### Objective:
Please copy the lines below word for word, from the very first line through the line that contains "[[183, 149], [27, 151]]", with both ends included.

-- start Given data --

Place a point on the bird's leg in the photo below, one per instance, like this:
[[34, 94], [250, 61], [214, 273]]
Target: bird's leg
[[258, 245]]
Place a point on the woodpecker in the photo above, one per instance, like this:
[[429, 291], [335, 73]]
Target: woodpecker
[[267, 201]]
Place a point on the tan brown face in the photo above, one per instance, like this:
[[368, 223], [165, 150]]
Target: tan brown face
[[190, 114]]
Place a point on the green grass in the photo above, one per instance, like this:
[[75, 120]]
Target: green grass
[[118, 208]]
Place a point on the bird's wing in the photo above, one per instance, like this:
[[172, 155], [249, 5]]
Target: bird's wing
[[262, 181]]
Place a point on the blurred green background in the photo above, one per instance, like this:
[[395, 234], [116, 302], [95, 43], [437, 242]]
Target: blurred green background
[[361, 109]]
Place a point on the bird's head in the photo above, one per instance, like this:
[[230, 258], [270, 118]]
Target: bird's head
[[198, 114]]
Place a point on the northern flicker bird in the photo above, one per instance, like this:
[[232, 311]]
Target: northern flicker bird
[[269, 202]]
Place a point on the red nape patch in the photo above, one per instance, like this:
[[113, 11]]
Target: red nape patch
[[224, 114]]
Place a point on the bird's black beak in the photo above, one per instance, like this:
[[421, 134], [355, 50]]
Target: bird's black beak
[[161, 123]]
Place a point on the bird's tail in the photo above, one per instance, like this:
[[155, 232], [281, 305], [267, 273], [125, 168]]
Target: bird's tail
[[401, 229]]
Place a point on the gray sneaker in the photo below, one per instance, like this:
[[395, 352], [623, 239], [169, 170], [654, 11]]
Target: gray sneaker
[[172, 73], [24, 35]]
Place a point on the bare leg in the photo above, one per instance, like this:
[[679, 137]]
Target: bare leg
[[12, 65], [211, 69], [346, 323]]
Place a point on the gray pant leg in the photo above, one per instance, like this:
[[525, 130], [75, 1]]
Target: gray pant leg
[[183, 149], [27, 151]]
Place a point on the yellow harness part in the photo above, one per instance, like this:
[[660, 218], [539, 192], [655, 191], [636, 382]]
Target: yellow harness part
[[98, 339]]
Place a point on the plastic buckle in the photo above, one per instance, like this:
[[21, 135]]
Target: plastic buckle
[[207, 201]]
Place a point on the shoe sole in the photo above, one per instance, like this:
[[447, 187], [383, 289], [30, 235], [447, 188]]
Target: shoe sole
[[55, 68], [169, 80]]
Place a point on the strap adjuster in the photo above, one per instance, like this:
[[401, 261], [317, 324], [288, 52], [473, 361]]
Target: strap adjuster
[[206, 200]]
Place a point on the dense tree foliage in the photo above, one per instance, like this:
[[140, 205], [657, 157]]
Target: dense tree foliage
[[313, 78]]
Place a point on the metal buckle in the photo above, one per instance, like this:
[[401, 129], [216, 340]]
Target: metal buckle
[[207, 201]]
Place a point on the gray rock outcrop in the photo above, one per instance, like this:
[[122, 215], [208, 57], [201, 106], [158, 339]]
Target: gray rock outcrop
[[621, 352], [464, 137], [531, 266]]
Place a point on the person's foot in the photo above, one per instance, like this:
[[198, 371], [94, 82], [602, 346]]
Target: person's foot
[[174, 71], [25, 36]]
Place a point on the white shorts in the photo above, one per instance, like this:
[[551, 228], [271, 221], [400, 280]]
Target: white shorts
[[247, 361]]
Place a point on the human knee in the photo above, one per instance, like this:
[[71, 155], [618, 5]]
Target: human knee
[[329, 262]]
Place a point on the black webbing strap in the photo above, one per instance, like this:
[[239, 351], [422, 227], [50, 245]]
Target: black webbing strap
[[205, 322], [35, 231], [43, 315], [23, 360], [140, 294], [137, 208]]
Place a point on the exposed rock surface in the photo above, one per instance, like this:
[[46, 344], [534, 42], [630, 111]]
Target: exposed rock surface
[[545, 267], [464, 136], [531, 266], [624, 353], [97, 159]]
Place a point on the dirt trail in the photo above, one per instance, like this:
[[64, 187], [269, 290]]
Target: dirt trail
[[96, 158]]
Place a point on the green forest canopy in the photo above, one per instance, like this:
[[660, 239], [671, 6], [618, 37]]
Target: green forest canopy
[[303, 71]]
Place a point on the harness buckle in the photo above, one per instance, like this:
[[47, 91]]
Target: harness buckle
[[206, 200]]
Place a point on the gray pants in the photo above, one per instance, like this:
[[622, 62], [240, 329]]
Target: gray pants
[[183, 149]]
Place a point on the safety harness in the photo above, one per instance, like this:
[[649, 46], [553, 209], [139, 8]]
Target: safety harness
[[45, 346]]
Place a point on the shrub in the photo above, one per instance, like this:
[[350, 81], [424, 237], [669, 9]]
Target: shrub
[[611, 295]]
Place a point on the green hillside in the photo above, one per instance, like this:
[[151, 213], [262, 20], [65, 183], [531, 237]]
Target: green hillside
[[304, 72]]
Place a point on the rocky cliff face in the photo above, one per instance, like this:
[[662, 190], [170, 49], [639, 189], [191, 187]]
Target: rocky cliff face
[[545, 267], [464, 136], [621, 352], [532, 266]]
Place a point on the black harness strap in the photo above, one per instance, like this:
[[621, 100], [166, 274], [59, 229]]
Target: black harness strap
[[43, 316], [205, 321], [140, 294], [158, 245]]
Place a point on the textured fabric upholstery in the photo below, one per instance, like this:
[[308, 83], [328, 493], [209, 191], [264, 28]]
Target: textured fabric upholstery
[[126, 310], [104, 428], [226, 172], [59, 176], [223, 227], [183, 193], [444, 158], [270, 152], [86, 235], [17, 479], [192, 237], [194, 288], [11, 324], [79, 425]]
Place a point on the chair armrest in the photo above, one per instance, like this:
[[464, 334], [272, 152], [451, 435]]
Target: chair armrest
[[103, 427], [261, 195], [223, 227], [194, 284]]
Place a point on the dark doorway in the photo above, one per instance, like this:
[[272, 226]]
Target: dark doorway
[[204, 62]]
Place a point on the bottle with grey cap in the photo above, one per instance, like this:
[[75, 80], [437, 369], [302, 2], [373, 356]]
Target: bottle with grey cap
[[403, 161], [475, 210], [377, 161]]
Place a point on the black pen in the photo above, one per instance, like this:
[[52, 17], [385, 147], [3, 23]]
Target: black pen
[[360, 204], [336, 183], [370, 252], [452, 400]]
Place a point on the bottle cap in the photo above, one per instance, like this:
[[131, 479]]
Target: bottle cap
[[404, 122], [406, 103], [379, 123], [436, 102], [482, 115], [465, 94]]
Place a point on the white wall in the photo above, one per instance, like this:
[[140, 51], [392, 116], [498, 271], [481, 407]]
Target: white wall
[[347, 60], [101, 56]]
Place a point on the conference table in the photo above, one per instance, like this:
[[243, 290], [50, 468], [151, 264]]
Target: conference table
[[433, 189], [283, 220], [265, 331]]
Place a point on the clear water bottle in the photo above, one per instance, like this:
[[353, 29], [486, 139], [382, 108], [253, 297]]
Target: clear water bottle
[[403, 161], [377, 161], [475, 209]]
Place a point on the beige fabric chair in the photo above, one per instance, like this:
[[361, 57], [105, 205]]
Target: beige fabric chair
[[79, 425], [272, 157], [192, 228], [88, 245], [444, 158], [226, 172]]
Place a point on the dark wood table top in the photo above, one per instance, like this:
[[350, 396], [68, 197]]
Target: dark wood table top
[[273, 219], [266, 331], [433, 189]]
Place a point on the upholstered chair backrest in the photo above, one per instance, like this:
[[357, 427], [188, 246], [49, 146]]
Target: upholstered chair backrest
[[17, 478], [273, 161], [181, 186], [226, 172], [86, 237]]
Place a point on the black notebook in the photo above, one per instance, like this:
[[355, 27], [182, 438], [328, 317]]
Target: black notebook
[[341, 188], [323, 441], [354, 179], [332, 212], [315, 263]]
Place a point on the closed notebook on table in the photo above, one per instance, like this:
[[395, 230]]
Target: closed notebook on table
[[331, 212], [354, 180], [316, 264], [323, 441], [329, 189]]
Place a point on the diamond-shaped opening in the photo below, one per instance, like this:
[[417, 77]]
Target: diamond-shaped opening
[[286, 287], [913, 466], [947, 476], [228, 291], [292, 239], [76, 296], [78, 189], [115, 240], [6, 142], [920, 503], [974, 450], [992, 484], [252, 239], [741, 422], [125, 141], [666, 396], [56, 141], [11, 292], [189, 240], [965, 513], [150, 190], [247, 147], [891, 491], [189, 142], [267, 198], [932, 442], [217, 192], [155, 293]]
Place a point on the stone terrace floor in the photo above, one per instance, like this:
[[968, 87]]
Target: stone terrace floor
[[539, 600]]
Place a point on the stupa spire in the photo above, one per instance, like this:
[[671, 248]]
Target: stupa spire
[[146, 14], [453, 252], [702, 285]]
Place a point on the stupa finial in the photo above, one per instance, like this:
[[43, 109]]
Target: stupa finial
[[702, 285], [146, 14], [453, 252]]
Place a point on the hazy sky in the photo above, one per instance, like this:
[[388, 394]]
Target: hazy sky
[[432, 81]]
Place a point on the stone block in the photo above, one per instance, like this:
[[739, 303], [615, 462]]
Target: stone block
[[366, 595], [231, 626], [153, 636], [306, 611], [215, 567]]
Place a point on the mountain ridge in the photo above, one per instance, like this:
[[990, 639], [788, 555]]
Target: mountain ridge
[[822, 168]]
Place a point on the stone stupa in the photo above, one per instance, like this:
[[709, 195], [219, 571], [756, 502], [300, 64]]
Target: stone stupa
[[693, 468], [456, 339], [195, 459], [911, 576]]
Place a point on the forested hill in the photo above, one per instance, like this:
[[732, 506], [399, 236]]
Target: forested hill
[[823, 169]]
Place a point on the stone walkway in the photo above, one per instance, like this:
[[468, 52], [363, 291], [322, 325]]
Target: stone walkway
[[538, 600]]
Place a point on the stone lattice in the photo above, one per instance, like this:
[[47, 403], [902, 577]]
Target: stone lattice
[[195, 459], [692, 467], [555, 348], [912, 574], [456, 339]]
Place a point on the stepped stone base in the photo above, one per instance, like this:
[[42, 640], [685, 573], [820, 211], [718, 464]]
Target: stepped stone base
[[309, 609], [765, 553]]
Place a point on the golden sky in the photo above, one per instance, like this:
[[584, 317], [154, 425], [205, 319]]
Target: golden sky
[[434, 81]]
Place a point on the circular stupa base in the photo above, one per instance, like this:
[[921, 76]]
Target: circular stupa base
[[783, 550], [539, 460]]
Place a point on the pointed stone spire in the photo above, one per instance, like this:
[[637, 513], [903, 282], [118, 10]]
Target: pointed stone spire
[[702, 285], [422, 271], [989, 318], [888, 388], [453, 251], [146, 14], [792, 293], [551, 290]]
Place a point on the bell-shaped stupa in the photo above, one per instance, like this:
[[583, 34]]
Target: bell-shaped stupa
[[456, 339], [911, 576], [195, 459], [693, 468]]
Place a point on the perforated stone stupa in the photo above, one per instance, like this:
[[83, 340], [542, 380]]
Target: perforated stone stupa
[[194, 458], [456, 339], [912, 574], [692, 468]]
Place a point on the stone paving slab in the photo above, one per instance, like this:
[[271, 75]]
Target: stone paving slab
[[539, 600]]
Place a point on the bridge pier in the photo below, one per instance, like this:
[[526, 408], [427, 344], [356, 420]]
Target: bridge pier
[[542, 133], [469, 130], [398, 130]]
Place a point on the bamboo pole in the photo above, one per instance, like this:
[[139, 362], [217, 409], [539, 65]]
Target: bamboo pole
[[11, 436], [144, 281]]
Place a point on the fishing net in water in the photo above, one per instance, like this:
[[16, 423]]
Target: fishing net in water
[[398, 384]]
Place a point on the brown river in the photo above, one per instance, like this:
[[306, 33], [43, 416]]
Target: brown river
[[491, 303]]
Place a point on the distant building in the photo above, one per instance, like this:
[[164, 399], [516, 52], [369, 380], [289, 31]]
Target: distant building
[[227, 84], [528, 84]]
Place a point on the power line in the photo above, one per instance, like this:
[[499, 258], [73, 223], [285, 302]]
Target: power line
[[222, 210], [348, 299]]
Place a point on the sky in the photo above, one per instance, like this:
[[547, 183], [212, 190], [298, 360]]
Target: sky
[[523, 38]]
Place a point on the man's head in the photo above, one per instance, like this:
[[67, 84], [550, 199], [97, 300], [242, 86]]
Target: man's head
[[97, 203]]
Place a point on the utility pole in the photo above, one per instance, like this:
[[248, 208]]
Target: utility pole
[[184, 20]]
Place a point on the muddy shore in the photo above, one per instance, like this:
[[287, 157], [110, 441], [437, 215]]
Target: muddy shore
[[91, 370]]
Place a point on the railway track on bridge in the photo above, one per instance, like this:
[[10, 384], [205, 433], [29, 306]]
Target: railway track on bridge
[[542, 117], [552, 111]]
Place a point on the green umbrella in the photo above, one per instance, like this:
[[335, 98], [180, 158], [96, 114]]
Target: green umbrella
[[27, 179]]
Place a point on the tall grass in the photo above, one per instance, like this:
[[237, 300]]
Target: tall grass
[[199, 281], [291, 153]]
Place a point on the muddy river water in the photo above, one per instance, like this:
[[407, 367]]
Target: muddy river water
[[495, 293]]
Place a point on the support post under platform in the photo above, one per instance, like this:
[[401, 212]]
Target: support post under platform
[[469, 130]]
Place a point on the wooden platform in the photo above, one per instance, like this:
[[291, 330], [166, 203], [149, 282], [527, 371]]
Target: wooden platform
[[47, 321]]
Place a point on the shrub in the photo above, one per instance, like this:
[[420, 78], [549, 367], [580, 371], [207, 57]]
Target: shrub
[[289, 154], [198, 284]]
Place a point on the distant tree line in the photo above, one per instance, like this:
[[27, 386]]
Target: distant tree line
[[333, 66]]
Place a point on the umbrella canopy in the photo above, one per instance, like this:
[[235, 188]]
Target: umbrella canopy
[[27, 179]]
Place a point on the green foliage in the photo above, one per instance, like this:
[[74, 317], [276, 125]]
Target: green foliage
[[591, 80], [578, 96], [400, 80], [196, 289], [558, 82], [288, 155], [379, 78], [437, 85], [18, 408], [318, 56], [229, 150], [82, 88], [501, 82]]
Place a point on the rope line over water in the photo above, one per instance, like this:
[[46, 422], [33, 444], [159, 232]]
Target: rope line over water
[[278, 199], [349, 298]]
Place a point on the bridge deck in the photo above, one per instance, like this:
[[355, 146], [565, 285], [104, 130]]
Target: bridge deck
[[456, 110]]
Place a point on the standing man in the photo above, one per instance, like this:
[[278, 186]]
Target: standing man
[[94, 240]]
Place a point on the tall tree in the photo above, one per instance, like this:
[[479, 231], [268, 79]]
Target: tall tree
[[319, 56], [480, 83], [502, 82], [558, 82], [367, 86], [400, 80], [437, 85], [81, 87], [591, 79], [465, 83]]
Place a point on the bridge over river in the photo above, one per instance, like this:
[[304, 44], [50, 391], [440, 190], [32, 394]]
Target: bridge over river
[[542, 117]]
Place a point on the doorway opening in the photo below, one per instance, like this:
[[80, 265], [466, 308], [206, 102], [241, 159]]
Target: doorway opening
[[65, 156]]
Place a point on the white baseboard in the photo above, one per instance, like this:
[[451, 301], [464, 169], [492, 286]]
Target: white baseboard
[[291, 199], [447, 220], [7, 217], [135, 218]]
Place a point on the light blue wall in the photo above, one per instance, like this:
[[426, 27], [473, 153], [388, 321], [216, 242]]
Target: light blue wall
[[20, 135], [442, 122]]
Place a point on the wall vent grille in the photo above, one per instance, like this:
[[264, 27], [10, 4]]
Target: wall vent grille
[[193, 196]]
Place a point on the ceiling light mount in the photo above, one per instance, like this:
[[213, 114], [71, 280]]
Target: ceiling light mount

-- end Given data --

### Written answer:
Place a point on the bird's leg in the photo below, one per instance, like this:
[[34, 94], [250, 61], [214, 273]]
Target: bird's leg
[[258, 245]]
Place a point on the woodpecker in the photo above, one per instance, like this:
[[429, 291], [335, 73]]
Target: woodpecker
[[267, 201]]
Place a point on the tan brown face in the photo above, one per instance, like this:
[[368, 223], [165, 150]]
Target: tan brown face
[[190, 114]]
Place a point on the green grass in the photo above, one per instance, like this:
[[75, 120]]
Target: green grass
[[118, 208]]
Place a point on the bird's wing in the photo above, one per instance, like this:
[[172, 155], [249, 5]]
Target: bird's wing
[[262, 181]]
Place a point on the blurred green background in the photo above, one per instance, like this:
[[395, 234], [116, 302], [95, 43], [437, 242]]
Target: blurred green background
[[361, 109]]
Place a point on the bird's head in the photo above, one per instance, like this:
[[230, 258], [270, 118]]
Target: bird's head
[[198, 114]]
Place a point on the northern flicker bird in the photo above, one per instance, like this:
[[232, 311]]
Target: northern flicker bird
[[269, 202]]
Place a point on the red nape patch in the photo above, one per instance, like this:
[[113, 11]]
Target: red nape patch
[[224, 114]]
Place a point on the bird's black beak in the photo above, one per instance, like this:
[[421, 134], [355, 50]]
Target: bird's black beak
[[161, 123]]
Place a point on the bird's tail in the photo above, one per instance, like this:
[[155, 232], [281, 305], [267, 273], [125, 168]]
Target: bird's tail
[[401, 229]]
Place a point on the gray sneaker in the photo below, one per instance, like this:
[[395, 352], [623, 239], [169, 170], [654, 11]]
Target: gray sneaker
[[172, 73], [24, 35]]
Place a point on the bare leg in the photo above, one per instance, like this:
[[679, 137]]
Target: bare leg
[[12, 65], [211, 69], [346, 323]]
Place a point on the gray pant leg in the photo above, one per instance, like this:
[[525, 130], [75, 1]]
Target: gray pant leg
[[183, 149], [27, 151]]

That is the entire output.